WORK TO COMPLETE: Give back every entry precisely as written, without any of the images.

INPUT:
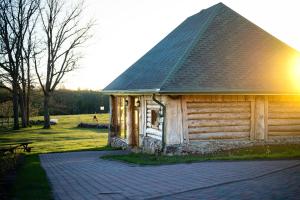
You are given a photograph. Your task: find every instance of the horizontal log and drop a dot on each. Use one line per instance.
(293, 128)
(219, 116)
(221, 104)
(218, 122)
(278, 122)
(285, 104)
(218, 98)
(219, 110)
(284, 110)
(153, 131)
(244, 128)
(154, 107)
(294, 115)
(219, 135)
(274, 133)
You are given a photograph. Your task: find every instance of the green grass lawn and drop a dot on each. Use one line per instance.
(250, 153)
(31, 181)
(61, 137)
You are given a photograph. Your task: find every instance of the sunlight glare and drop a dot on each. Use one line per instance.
(295, 72)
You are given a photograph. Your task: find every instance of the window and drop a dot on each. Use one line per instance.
(155, 119)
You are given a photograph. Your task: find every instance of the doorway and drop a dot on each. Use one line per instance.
(136, 122)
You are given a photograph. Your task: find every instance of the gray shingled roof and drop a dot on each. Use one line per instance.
(214, 51)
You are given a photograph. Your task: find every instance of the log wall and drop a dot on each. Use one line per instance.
(283, 116)
(218, 117)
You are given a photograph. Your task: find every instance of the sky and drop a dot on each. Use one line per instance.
(126, 29)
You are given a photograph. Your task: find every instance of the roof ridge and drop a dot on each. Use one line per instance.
(215, 8)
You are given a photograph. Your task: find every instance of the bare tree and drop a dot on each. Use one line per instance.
(64, 35)
(15, 17)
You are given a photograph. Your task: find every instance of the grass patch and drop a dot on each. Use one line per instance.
(250, 153)
(65, 136)
(31, 182)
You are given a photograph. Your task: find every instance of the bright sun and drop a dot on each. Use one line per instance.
(295, 72)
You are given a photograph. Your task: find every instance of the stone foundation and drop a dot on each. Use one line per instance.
(151, 145)
(118, 142)
(206, 147)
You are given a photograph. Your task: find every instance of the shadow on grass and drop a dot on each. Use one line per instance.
(95, 130)
(31, 181)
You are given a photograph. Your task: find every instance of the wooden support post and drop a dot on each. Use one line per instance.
(129, 120)
(266, 117)
(260, 125)
(252, 120)
(113, 125)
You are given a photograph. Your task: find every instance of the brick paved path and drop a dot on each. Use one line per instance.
(82, 175)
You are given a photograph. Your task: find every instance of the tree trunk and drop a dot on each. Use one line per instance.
(28, 96)
(23, 109)
(16, 105)
(46, 111)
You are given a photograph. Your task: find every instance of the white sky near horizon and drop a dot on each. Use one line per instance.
(127, 29)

ANSWER BELOW:
You are given a photograph. Your task: find every instance of the horizontal log and drop a dot on each. Use one line per instance.
(293, 128)
(219, 116)
(221, 104)
(218, 122)
(278, 122)
(285, 104)
(218, 98)
(219, 110)
(284, 110)
(153, 131)
(244, 128)
(154, 107)
(294, 115)
(219, 135)
(274, 133)
You are given a photograph. Your task: find every instance of the green grass lawn and drop a dot on each. Use one line per instance.
(250, 153)
(31, 181)
(61, 137)
You are given a photograph. Your task: find every instance of the sunlight glare and drop a dot on each. Use one line per instance.
(295, 72)
You are given a photograph. Your task: find every instance of the window and drop a dot on each. Use one line per instance.
(155, 119)
You are given a photograph. Your task: find every instance of the doorway and drop a dot on each. Use one line per instance.
(136, 122)
You are given a photograph. Your task: find every instance of the gray shingled roof and drop a dot on each. Use one line per instance.
(214, 51)
You are given a photograph. Your task: find every instance of the log wall and drop a dot on each. Use one line per instance.
(283, 116)
(218, 117)
You are given a photograph. Your task: find every instance of the sky and drop a dot on each. Use one line per instance.
(126, 29)
You are given a photograph. Your task: find every instance of the roof ridge and drop a dot on each. Use one line per instance.
(215, 8)
You are given a photograph. Your task: find every instance of the bare tree and drop a dot on each. Use one line per instance.
(64, 35)
(15, 17)
You are given a photograph. Your task: find every instance of the grass patch and drop a dot on each. Use one line per instance.
(250, 153)
(65, 136)
(31, 182)
You are given a photograph. Your task: find every instance of the bright sun and drop a dot on each. Use one line per instance.
(295, 72)
You are given a photograph. Your task: find every instance of the stone foundation and drop a dot on each. Use one line per instance.
(151, 145)
(118, 142)
(206, 147)
You are given a photograph. Your task: find every instance of the shadow on grass and drop a dot on each. Use one line per instance.
(95, 130)
(31, 181)
You are given a photograph. Your task: find every instance of the wooden support post and drop a dot on each. Use one line per instance.
(129, 120)
(266, 117)
(260, 125)
(252, 120)
(113, 125)
You are given a photograph. Your task: find every instance of the brick paved path and drop a dot on each. Use one line per instance.
(82, 175)
You are given a photograph. Your task: find every instance of the tree trunk and drop a dot on each. Use one line per instance.
(28, 96)
(23, 109)
(16, 105)
(46, 111)
You are given a photograph. Your task: find every instance of the white sky near horizon and drop a dot on each. Use one line per instance.
(127, 29)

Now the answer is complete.